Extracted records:
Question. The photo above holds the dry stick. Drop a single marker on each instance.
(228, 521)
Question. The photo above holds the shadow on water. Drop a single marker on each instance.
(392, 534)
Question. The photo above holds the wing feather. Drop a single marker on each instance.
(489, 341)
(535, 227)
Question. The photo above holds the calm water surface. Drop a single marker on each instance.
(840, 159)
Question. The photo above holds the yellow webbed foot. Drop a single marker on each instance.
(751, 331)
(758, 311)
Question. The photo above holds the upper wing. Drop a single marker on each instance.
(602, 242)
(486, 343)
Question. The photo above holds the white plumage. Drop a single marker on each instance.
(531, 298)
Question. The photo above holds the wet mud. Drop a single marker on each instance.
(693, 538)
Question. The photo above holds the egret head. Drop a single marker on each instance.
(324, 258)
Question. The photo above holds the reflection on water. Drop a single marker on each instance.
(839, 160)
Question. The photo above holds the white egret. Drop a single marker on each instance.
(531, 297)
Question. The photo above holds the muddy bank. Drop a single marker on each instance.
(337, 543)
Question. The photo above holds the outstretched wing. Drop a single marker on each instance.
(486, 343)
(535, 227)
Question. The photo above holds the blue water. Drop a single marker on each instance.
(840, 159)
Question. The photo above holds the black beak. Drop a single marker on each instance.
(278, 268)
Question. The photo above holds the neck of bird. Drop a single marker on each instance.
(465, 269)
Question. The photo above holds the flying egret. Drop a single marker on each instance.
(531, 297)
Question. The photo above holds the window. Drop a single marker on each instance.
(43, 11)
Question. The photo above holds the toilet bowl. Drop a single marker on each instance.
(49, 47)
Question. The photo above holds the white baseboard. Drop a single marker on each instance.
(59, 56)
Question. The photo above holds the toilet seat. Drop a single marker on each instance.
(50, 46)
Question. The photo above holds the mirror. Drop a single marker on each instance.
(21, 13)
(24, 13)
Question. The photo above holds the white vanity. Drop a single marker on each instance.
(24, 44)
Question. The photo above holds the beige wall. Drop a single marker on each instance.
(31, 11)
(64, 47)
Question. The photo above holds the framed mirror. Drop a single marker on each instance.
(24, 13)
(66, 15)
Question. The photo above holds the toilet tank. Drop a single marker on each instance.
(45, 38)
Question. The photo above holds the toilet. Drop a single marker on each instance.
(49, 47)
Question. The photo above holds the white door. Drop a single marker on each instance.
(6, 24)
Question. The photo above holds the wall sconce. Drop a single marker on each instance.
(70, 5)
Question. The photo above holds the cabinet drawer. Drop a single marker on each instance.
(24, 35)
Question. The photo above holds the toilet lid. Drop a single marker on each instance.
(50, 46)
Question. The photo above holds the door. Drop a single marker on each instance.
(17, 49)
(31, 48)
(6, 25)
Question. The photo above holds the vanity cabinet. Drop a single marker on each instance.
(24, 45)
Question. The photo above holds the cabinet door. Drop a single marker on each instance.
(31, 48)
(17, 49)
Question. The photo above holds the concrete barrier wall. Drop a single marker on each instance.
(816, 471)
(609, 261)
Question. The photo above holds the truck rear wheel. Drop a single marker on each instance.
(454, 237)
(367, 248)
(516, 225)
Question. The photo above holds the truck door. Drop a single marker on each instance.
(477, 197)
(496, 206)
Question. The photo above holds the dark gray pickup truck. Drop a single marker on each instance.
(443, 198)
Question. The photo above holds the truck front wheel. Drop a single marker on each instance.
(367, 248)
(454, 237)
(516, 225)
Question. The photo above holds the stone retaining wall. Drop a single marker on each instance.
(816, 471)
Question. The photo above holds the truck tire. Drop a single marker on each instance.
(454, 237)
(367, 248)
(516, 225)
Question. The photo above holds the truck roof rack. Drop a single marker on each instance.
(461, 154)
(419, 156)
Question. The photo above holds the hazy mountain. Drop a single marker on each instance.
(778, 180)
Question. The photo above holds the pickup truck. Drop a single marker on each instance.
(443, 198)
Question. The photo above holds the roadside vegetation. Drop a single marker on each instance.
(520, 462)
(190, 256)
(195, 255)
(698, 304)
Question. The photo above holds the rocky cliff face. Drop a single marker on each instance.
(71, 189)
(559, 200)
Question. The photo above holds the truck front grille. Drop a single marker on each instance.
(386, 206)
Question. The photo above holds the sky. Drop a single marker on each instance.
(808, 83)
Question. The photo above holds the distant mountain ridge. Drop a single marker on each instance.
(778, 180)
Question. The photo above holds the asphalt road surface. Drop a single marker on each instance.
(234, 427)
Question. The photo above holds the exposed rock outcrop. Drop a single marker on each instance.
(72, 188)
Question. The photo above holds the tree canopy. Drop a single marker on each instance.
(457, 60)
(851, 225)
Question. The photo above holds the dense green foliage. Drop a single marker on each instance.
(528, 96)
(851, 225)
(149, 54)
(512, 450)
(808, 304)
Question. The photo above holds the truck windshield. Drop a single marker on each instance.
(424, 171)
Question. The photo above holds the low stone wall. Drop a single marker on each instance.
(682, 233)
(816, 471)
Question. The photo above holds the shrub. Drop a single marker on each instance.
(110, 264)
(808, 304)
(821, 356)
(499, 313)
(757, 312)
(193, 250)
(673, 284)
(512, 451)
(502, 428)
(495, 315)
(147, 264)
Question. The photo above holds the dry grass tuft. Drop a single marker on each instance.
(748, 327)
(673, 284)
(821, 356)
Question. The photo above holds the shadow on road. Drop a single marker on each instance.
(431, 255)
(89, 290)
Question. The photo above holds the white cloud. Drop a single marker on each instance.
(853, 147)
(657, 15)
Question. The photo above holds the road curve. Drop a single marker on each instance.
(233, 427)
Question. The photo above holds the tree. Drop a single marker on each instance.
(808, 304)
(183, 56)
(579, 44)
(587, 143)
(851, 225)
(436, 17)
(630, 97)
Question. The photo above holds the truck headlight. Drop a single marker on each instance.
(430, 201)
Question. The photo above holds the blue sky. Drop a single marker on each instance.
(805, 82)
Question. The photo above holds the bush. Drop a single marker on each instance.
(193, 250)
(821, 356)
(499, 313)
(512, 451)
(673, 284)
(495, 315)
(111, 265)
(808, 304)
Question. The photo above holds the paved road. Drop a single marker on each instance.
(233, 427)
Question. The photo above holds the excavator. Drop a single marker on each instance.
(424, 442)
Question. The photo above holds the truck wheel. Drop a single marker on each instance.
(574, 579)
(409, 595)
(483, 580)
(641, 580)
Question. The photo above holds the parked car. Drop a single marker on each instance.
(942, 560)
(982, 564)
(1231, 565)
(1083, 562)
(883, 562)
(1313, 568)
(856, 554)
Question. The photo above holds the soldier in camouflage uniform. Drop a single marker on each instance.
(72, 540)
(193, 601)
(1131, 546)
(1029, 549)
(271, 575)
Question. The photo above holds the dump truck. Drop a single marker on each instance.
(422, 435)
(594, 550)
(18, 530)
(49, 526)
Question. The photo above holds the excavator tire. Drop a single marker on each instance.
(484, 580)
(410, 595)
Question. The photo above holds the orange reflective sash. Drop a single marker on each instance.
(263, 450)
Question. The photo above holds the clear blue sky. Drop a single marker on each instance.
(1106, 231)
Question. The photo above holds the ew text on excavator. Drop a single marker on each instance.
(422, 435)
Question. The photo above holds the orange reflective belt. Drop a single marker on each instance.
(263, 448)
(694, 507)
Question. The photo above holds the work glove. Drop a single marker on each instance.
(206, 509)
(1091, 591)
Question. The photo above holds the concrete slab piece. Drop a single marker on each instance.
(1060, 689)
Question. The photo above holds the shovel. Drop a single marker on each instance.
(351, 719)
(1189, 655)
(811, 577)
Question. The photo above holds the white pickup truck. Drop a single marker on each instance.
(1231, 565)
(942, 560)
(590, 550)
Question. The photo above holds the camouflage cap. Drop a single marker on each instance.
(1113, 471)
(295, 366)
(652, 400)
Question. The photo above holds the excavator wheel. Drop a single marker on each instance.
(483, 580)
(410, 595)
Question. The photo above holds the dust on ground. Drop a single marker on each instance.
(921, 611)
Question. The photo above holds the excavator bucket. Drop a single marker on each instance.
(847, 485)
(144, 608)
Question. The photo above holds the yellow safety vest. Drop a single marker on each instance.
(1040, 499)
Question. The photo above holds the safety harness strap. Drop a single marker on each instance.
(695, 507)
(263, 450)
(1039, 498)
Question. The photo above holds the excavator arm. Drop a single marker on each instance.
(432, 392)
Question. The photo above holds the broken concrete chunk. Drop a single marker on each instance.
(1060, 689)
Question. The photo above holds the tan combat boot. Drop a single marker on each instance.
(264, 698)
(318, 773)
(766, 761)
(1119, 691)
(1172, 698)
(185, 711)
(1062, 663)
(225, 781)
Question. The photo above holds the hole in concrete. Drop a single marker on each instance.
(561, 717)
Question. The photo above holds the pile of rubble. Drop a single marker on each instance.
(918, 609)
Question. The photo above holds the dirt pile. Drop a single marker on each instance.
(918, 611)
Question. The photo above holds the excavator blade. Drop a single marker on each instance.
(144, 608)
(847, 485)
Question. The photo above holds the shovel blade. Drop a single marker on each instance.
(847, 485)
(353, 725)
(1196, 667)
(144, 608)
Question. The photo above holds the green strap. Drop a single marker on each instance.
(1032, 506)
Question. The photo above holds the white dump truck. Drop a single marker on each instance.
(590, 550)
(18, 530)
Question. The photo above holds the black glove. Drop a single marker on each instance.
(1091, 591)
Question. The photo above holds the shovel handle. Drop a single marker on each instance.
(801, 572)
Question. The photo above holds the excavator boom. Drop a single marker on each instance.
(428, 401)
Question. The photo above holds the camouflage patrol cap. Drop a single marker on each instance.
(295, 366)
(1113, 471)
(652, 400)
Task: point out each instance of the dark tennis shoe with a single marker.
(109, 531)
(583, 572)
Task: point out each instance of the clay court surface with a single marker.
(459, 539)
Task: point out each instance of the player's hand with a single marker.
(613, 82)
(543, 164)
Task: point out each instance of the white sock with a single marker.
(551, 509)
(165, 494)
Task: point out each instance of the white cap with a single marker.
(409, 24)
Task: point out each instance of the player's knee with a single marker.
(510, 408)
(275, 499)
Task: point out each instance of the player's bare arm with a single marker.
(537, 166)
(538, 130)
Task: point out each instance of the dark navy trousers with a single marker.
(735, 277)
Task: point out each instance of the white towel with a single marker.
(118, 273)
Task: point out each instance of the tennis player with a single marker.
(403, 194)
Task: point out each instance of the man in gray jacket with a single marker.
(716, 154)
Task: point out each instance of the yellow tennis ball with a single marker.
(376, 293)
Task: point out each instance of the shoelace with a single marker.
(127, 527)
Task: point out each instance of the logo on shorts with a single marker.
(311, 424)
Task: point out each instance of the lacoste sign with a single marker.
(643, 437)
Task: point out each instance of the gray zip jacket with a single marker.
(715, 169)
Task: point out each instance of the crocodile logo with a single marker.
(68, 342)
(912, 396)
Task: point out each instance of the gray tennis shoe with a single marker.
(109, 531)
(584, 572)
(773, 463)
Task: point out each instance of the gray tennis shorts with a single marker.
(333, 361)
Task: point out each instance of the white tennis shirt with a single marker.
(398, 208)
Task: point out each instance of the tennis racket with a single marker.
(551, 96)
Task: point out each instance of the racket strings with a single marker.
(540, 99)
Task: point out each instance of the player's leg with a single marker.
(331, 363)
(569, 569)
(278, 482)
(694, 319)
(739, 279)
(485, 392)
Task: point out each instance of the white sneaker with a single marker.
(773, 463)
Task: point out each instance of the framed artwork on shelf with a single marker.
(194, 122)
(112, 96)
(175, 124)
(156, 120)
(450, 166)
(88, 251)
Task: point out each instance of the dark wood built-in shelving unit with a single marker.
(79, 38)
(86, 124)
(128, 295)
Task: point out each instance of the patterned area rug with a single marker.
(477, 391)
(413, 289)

### What needs to be done
Which lines run from the one containing "Task: point out each instance of the yellow" to the end of the entries above? Quote exactly those, and only those.

### Result for this task
Task: point out each instance of the yellow tennis ball with a single marker.
(376, 293)
Task: point out each instance of the shoelace with a single marker.
(127, 527)
Task: point out each instance of the logo on shorts with a single marker.
(311, 424)
Task: point out each instance of the lacoste sign with a single marker.
(643, 437)
Task: point out each instance of the gray zip jacket with a single marker.
(715, 169)
Task: point out each instance of the crocodile logo with a single marker.
(68, 342)
(912, 396)
Task: point out each instance of the gray tennis shoe with a single marker.
(109, 531)
(584, 572)
(773, 463)
Task: point out each instance of the gray tennis shorts with a single marker.
(333, 361)
Task: point out each instance of the white tennis shirt with a single marker.
(398, 208)
Task: point out each instance of the tennis racket with a single marker.
(551, 96)
Task: point out each instance of the racket strings with a single marker.
(540, 99)
Task: point out each instance of the player's leg with a single marker.
(331, 363)
(569, 569)
(278, 482)
(694, 319)
(739, 279)
(485, 392)
Task: point out each instance of the white sneaker with a single marker.
(773, 463)
Task: point out each instance of the framed artwork on shelf with a single marker.
(194, 122)
(112, 96)
(175, 124)
(156, 120)
(450, 166)
(88, 251)
Task: point out each instance of the dark wood built-in shelving unit with a single marker.
(79, 38)
(86, 124)
(128, 295)
Task: point out each instance of the patterned area rug with a single marker.
(477, 391)
(413, 289)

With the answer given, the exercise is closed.